▶ _WHAT THE TASK REQUIRES_
Since the pictures are not wanted, retype the listing below exactly and without them.

▶ _INPUT DATA_
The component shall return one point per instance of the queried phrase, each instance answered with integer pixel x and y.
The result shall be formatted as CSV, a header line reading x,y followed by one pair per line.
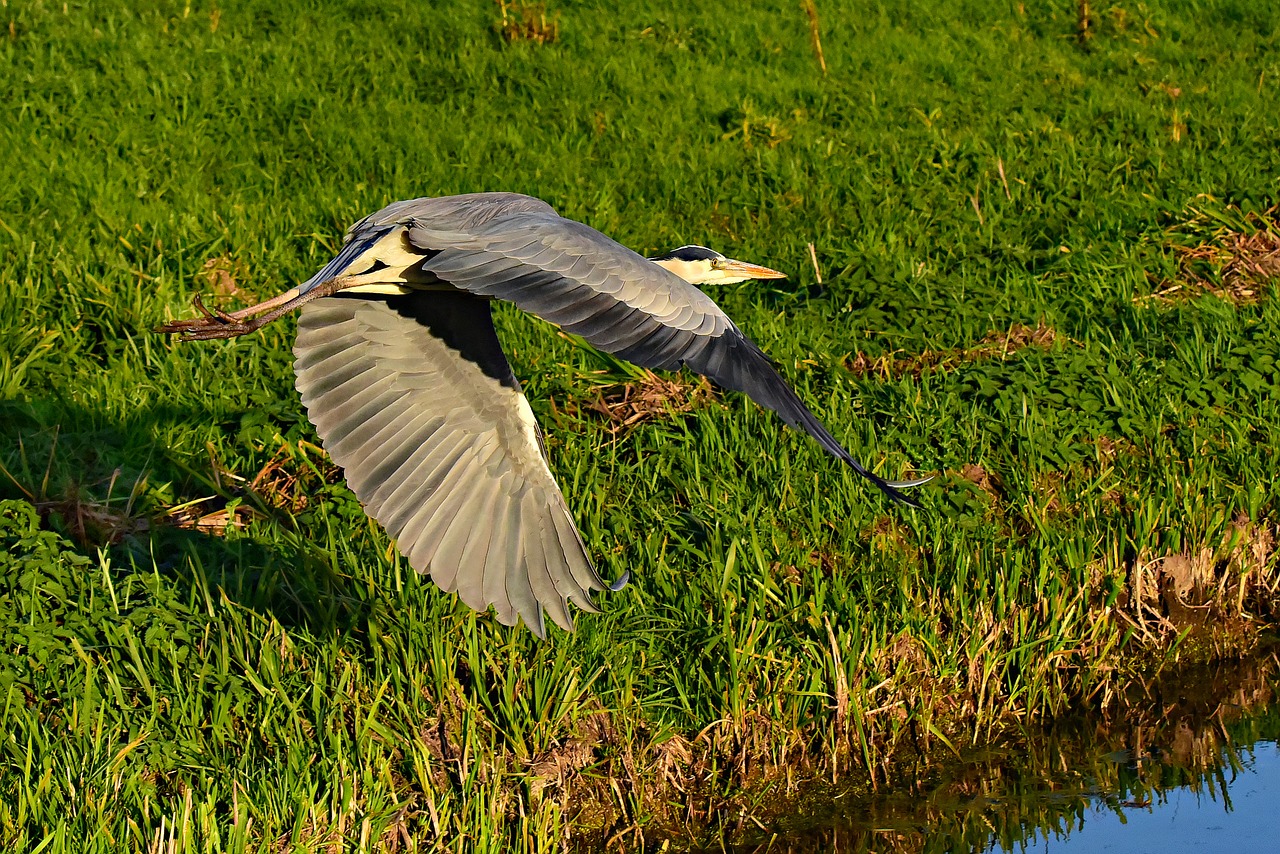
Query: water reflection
x,y
1191,765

▶ _RESPONSE_
The component shall return one point per instance of the queried phrase, each instance answered with integer pixel x and y.
The result shall be formatted as CSV, a header line reading x,y followed by one pair per line.
Query: water reflection
x,y
1191,765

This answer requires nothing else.